What to work on => Quote every one of the entries below verbatim, line by line.

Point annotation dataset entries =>
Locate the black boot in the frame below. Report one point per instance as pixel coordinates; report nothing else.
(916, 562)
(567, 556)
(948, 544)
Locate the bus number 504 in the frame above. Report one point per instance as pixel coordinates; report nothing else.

Answer to the problem =>
Locate the black boot in the frame below. Report one point per instance as pixel coordinates; report nothing else.
(916, 562)
(567, 556)
(948, 544)
Locate the bus number 504 in the frame above. Report one point per instance as pixel coordinates; report nothing else.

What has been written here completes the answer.